• Task details: Locate every line in the items below that contains the word "electric", and copy each such line. Treat uppercase and lowercase letters as distinct.

(Dataset records concerning object locations)
# # # # #

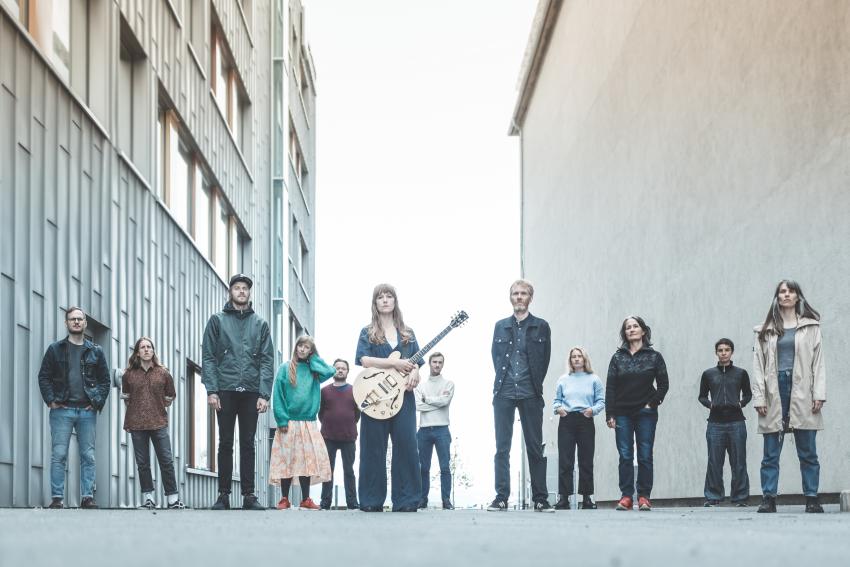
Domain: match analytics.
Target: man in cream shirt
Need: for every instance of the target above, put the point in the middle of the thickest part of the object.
(433, 397)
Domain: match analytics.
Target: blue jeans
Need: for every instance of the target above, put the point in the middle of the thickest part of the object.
(723, 438)
(374, 433)
(428, 438)
(639, 429)
(531, 420)
(62, 422)
(806, 452)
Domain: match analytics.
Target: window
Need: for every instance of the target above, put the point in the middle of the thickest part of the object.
(132, 99)
(195, 203)
(295, 155)
(227, 89)
(195, 23)
(203, 216)
(202, 426)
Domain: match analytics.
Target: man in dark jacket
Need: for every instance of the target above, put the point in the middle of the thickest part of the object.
(521, 351)
(238, 373)
(74, 383)
(725, 389)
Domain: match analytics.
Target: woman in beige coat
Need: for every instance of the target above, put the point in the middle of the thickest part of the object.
(789, 389)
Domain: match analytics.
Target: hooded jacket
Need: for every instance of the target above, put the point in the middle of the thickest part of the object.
(238, 353)
(808, 380)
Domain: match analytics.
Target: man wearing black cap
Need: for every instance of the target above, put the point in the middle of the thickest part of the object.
(238, 373)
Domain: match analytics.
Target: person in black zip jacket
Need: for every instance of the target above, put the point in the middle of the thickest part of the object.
(725, 389)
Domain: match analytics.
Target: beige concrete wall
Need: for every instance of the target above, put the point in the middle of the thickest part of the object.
(678, 159)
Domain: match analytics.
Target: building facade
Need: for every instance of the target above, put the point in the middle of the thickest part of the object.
(677, 160)
(148, 151)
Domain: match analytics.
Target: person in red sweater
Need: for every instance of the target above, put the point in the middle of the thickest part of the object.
(339, 415)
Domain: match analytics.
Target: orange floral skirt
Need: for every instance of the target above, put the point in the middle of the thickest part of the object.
(301, 451)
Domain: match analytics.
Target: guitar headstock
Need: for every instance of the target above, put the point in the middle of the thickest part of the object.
(459, 319)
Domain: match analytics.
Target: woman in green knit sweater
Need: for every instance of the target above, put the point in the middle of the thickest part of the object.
(298, 448)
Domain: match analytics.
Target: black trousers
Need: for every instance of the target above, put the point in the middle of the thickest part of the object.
(347, 450)
(241, 405)
(575, 429)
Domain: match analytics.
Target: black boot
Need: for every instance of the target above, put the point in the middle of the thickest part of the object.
(768, 505)
(223, 502)
(250, 502)
(813, 505)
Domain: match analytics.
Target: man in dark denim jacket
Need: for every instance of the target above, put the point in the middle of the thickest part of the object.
(74, 383)
(521, 351)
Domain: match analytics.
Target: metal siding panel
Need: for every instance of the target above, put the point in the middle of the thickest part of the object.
(7, 183)
(7, 368)
(20, 423)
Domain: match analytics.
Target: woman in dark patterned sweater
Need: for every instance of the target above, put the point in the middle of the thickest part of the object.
(147, 389)
(637, 384)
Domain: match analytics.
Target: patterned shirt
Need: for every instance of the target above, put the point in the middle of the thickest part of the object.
(145, 392)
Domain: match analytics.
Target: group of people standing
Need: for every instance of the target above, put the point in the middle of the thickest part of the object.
(238, 376)
(788, 392)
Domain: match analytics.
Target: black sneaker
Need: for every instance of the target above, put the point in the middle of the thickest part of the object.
(223, 502)
(768, 505)
(88, 503)
(543, 506)
(250, 502)
(813, 505)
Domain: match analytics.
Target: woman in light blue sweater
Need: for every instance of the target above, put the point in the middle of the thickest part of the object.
(298, 448)
(578, 397)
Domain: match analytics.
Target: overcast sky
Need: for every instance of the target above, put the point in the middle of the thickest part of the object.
(418, 185)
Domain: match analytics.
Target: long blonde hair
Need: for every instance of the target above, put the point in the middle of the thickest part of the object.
(293, 362)
(374, 330)
(587, 366)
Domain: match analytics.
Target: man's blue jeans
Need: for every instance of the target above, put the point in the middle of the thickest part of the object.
(636, 429)
(723, 438)
(428, 438)
(806, 452)
(62, 422)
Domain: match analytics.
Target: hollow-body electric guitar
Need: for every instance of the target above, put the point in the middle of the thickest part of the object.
(379, 392)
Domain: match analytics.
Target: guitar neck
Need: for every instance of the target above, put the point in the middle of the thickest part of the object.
(416, 358)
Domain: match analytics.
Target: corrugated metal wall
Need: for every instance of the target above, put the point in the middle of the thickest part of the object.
(81, 225)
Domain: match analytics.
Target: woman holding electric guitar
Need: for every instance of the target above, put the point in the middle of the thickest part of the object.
(386, 334)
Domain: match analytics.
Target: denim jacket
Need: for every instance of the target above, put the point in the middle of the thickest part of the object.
(538, 348)
(53, 374)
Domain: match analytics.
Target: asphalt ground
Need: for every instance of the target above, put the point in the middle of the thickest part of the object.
(721, 537)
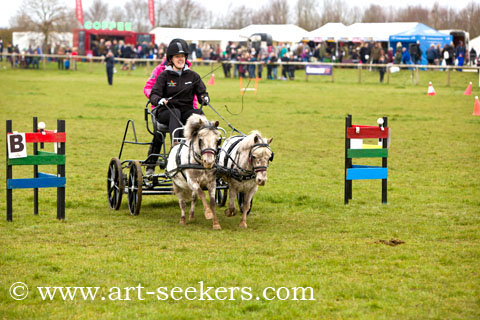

# # # # #

• Task response:
Target: hollow-body electric guitar
Target: woman holding electric guitar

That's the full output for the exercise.